◆ Available data ◆
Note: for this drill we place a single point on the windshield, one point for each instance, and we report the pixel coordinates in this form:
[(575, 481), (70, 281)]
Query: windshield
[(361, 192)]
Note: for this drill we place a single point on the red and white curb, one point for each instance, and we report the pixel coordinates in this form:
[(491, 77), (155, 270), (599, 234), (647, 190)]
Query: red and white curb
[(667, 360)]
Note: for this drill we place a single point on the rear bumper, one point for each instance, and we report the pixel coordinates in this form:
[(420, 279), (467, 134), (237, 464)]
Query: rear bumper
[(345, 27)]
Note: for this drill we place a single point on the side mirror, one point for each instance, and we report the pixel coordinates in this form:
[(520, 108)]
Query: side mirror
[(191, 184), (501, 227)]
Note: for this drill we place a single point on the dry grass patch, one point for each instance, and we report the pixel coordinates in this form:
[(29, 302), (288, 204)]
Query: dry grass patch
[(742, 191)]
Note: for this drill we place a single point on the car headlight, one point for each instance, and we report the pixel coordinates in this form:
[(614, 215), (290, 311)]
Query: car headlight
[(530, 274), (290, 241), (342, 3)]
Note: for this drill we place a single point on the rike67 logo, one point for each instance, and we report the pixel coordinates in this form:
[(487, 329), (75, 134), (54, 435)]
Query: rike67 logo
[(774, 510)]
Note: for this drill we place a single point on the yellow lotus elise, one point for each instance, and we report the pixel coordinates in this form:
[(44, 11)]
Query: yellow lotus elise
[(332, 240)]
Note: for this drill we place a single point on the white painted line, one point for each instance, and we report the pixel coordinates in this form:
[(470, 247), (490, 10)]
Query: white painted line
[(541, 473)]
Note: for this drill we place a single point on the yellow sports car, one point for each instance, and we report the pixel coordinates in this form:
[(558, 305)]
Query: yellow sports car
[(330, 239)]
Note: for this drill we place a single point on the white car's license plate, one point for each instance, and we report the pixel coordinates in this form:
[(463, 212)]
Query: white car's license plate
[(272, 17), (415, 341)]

◆ Try it ◆
Retype the material above from start to finish without any changes.

◆ Final answer ◆
Note: for this drill we place a single point on the windshield, one point for each instance, and we report the pixel coordinates in this form:
[(575, 481), (70, 281)]
Query: windshield
[(361, 192)]
Note: for this drill we place a single point on the red and white curb, one point for each instance, and we report the pixel coordinates in this form:
[(491, 77), (155, 270), (599, 234), (647, 190)]
Query: red and white curb
[(667, 360)]
Note: for this drill we place a single point on the rear bumper, one point for each instance, and we report the pixel coordinates in this form:
[(420, 279), (467, 134), (237, 464)]
Query: rear bumper
[(345, 27)]
Note: for this drill we place a single point on the side mirror, one point for each instance, and we report the pixel coordinates in this form:
[(520, 108)]
Query: side mirror
[(191, 184), (501, 227)]
Note: for this drill we place a single point on the dry grass patch, one point for each instance, and we report the pixel coordinates in this form:
[(29, 302), (288, 204)]
Query: dry grass patch
[(742, 191)]
Note: for this drill we place a single point on the car headlight, one point for each instance, and we report the pixel coordinates in this form:
[(614, 215), (290, 311)]
Query: car headlight
[(530, 274), (290, 241), (342, 3)]
Note: for this drill we place a single point on the rike67 logo, one point for each instance, and we report the pixel coordinates in this form:
[(487, 329), (75, 134), (54, 435)]
Query: rike67 logo
[(774, 510)]
Note: for this drill we place a single point on the yellow lotus elise, one point for each instance, and we report the pixel coordinates in this form:
[(44, 11)]
Query: yellow lotus elise
[(332, 240)]
Note: for this drill we place a single point on the white painted line, one point for each instance, and we report the pixel coordinates in this form:
[(470, 247), (490, 10)]
Query: white painted line
[(541, 473)]
Note: for this drill we place a single point on the yellow sports car, one point for each instance, and we report the pixel coordinates in this form:
[(558, 305)]
Query: yellow sports car
[(330, 239)]
Note: for this drill we place a single point on the white car's license plate, one point for each instance, and we report the pixel coordinates in this form:
[(463, 212)]
Query: white car's license plate
[(272, 17), (415, 341)]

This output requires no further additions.